Kadena, other DODEA student-journalists keep trade going in spite of COVID-19

Kadena, other DODEA student-journalists keep trade going in spite of COVID-19

by Dave Ornauer
Stripes Japan

Addie Grainger and Lydia Rice simply refused to say no, even when circumstances brought on by the coronavirus could have made the two student-journalists hang up their notepads and cameras for keeps.

The Kadena High School seniors, each yearbook and journalism editors, had been instrumental in helping the school’s newspaper, the Panther Prowl, and the school yearbook – all of which shut down when the school closed March 29 over concerns about the possible spread of coronavirus.
But instead of crying about things, Rice and Grainger did things.
Using the same word-processing, page-making and editing programs on their home computers as they use in school, the two began publishing a weekly magazine, appropriately called “Socially Distant,” now in its fourth week.

“Before spring break, we had talked about different projects we could do to pass the time and Addie came up with the idea of doing a quarantine-specific magazine for the school,” Rice said. The two pitched the idea to journalism-yearbook teacher Heather Mendoza, and it was then approved by Principal Kris Kwiatek.
“I thought it would be a good project for us to make a magazine we could publish virtually for the school,” Grainger said. It was her stepmother, Lindsay, a Kadena Elementary School teacher, who came up with the idea for the magazine’s name.

“Socially Distant” features news you can use, things tailored to helping students get through the day:
Preparing for Advanced Placement tests that must be taken in the wee hours of the morning. How to enjoy the school’s virtual prom. Even what movies and books are suited for students during a lockdown.

In the first issue, “we immediately wanted make sure that we provided up-to-date information that was specific to students in our situation,” Rice said. “We also made pages about hobbies and healthy habits for quarantine, since it’s such uncharted territory for everyone.”

The second issue featured more content from students, “taking quotes from a wider pool of students and making a Q&A page,” Grainger said. 
They’re planning more on AP tests, prom and “a wider variety of interviews, in addition to topics that people have asked us to cover.”

But in addition to news students can use, the two editors have tried to keep their product as “upbeat as possible,” Rice said, including anecdotes from students, highlighting some of the comical aspects of lockdown life.

“Most of the humor we’ve attempted … is based around making fun of the situation itself and the absurdity of it all,” Grainger said.

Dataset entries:
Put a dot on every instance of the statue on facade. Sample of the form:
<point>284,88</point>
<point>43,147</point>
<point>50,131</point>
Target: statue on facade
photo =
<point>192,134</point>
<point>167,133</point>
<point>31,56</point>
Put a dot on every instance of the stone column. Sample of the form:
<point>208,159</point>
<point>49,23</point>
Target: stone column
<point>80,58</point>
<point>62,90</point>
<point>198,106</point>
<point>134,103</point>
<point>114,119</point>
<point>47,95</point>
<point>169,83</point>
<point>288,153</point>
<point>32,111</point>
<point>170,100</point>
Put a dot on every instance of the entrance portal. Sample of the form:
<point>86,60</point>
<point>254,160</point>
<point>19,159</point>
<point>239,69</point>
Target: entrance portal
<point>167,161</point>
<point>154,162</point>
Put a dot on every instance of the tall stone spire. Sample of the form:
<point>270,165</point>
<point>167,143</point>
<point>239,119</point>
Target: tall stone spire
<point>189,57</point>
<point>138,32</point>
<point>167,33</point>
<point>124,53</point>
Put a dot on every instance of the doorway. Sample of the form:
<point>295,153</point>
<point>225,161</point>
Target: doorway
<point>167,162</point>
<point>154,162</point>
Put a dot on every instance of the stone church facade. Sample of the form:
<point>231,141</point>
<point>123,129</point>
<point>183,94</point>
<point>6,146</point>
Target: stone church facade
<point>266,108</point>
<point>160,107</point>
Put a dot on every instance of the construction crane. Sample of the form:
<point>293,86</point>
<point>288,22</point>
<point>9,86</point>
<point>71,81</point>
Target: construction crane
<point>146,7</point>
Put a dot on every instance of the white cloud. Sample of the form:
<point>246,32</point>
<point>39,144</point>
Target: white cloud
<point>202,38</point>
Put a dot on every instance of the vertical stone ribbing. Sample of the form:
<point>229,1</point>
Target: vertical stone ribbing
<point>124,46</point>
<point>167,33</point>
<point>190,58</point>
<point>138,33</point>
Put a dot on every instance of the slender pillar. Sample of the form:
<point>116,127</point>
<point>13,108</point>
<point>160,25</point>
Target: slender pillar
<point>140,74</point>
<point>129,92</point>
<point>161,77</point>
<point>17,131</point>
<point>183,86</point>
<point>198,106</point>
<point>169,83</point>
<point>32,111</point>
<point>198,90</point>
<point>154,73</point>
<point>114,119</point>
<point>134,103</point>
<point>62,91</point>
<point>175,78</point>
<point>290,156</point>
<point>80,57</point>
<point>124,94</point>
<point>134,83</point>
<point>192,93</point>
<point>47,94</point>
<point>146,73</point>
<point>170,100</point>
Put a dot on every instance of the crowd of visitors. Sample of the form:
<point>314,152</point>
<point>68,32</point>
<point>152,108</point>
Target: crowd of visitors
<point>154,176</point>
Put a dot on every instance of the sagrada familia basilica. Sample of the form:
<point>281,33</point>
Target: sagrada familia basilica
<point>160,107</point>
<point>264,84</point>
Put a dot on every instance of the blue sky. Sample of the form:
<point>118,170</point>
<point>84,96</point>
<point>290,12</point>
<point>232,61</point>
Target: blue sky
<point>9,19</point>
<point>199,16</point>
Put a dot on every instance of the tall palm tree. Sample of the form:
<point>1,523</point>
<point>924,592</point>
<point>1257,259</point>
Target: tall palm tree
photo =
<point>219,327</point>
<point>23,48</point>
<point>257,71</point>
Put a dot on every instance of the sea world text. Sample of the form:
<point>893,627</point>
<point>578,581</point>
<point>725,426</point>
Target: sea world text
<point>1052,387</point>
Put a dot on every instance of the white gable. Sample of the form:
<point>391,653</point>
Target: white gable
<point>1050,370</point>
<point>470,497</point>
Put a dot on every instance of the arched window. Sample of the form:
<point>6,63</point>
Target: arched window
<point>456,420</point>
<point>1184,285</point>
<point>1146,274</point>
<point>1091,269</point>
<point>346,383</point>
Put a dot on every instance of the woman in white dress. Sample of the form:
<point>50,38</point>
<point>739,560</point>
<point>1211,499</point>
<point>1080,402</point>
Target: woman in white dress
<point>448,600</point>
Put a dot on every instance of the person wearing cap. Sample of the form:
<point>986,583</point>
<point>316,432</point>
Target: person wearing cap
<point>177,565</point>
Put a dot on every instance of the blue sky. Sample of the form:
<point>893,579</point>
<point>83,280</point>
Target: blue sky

_Explore the material_
- 1) Using the article on the Kadena student-journalists, answer the following:
(a) What is the title of the weekly magazine Rice and Grainger began publishing?
(b) Who came up with the idea for the magazine's name?
(c) According to Grainger, what did the second issue feature?
- 2) From the article on the Kadena student-journalists, set down the passage that opens with the words containing "The Kadena High" and closes with "Grainger did things.".

_Responses to the tasks_
- 1)
(a) "Socially Distant"
(b) Grainger's stepmother, Lindsay, a Kadena Elementary School teacher.
(c) More content from students, with quotes taken from a wider pool of students and a Q&A page.

- 2)
The Kadena High School seniors, each yearbook and journalism editors, had been instrumental in helping the school’s newspaper, the Panther Prowl, and the school yearbook – all of which shut down when the school closed March 29 over concerns about the possible spread of coronavirus.
But instead of crying about things, Rice and Grainger did things.